Your goal
Extend the article below on Google's Dutch auction stock offering, continuing after its final paragraph.

Almost immediately, Wall Street whispered that the technology was doomed to fail. Too big a job, too little time, Wall Streeters said; Google would be better off going back to the old way of doing business -- letting investment bankers sell the stock to hedge funds, pension funds and other regular clients.
"That's when I smelled a skunk," said Patrick Byrne, chief executive of Overstock.com, one of the first companies to go public under the Hambrecht system in 2002. "It was an orchestrated campaign by the banks that just didn't want to see it succeed."
Overstock.com is based in Salt Lake City but has Washington roots. Byrne went to Walt Whitman High School in Bethesda when his father, Jack, was rescuing the Geico insurance companies from near-collapse back in the late 1970s. Jack Byrne is co-chairman of Overstock.com, which sells excess merchandise over the Internet.
Overstock's board members include Gordon S. Macklin, the former chairman of the National Association of Securities Dealers here, who is also on the boards of MedImmune Inc. and Martek Biosciences Corp.
Wall Street firms "had to be dragged into" participating in the Google stock offering, Byrne added. "From day one, I think they set out to sabotage it."
Byrne said investment bankers also were behind stories saying Google's presentations to big investors did not go well, that there was no institutional demand for Google shares and that the stock was likely to tank on the first day of trading as IPO investors bailed out.
The computerized system of signing up small investors and taking their bids worked fine and so did the offering. Google stock jumped from $85 a share to $100 on the first day of trading and closed Friday at $108.
"None of the bad things that were supposed to happen occurred," said Byrne, such an ardent advocate of the Dutch auction IPO process that he often sounds as if he's speaking on behalf of Google.
Byrne said that in 2002, when he brought up the idea of a Dutch auction IPO for Overstock.com, "Wall Street was able to just laugh at us. Google has the clout that Wall Street couldn't do that."

Provided material
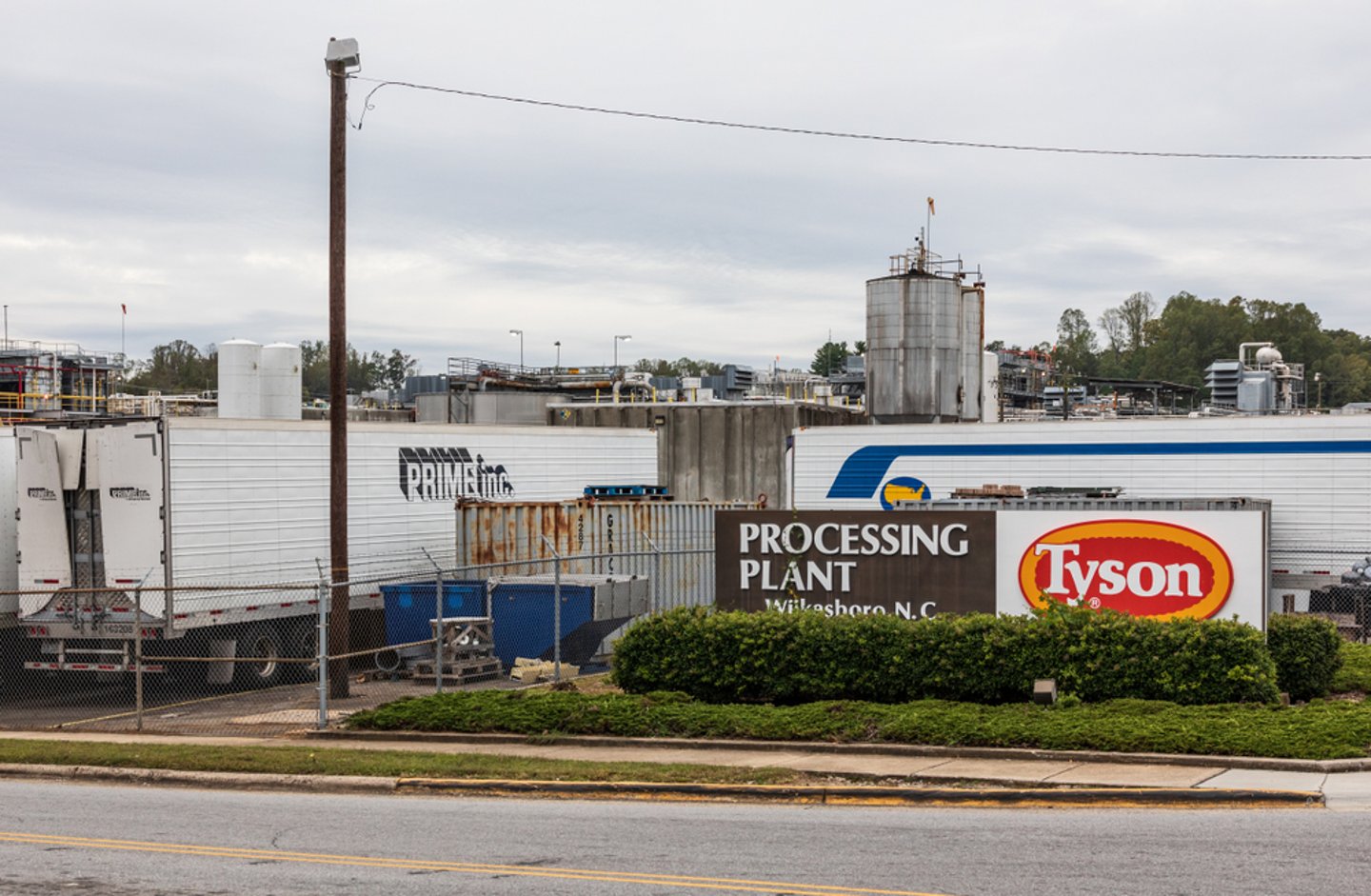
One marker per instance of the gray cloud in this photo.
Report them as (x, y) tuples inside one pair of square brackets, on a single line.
[(174, 158)]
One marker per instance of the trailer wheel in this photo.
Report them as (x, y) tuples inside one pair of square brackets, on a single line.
[(303, 644), (262, 644)]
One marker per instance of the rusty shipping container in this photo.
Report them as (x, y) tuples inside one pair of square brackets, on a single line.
[(666, 542)]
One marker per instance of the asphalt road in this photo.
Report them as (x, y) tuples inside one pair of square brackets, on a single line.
[(125, 842)]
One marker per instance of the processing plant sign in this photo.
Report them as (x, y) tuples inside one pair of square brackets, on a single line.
[(1160, 568)]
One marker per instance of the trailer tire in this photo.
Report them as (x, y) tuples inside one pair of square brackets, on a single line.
[(303, 644), (265, 643)]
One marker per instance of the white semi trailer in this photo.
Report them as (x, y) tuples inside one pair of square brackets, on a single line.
[(1315, 469), (203, 523)]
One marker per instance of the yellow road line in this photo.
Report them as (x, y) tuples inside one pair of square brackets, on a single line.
[(463, 867)]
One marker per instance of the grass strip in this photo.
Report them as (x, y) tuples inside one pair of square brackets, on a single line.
[(313, 761), (1334, 728)]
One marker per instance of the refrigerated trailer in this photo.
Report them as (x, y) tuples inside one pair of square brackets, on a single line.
[(215, 528), (1315, 469)]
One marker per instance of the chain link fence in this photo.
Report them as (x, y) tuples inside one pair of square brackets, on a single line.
[(1326, 579), (254, 657), (267, 657)]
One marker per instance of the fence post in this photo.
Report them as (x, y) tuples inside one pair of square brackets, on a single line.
[(557, 610), (326, 593), (657, 575), (438, 625), (137, 656)]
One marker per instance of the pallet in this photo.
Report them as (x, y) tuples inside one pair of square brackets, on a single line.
[(628, 491), (458, 672)]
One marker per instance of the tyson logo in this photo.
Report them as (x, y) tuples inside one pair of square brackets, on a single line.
[(1138, 567)]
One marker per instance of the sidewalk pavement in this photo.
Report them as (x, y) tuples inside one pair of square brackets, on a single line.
[(1000, 775)]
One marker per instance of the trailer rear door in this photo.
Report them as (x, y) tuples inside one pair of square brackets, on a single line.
[(44, 549)]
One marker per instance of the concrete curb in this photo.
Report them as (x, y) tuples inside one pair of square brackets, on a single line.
[(1256, 763), (680, 792), (209, 780), (869, 795)]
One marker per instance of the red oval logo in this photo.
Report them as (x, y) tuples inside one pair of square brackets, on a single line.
[(1137, 567)]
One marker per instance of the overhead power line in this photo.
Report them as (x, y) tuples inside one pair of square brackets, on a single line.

Result of the task
New River has no such clout. While Google garnered $1.8 billion in its IPO, New River collected $33.6 million by selling 4.2 million shares.
Since it was started in 1966, the company has burned through about $24 million -- mostly provided by Kirk, who owns about 65 percent of the stock. Because of securities regulations, company officials would not comment on the offering.
New River's goal is to develop new, safer forms of widely abused drugs. It has patented a technology called Carrierwave that locks the active ingredients into pills so they can't be extracted by abusers and limits release of the drug into the body to prevent overdoses.
Auction IPO advocates say that the company also is advancing the art of raising capital. New River completed its offering during a week in which 17 IPOs were scheduled and only three were completed.
Like Google, New River did not get the price it was seeking in the Dutch auction, taking $8 a share rather than the $10 to $12 the drug company was seeking. "But it got done, in a really bad market," said Bruce Mann, a senior partner in the San Francisco law firm Morrison and Foerster. Mann is one of the creators of the Dutch auction IPO and a former executive of W.H. Hambrecht and Co., which the law firm represents.
Mann argues that New River's success in selling stock when other deals were being delayed shows that the Dutch auction process can succeed where conventional IPOs fail.
Since the Aug. 5 IPO, New River stock has slipped to $7.28 a share, but the stock wouldn't be trading at all if the company hadn't decided to go the auction route.
Google will be remembered as the IPO that broke Wall Street's investment banking monopoly. But if Dutch auction offerings are to change the way that new businesses raise capital, it will be because of lots of little companies like New River Pharmaceuticals.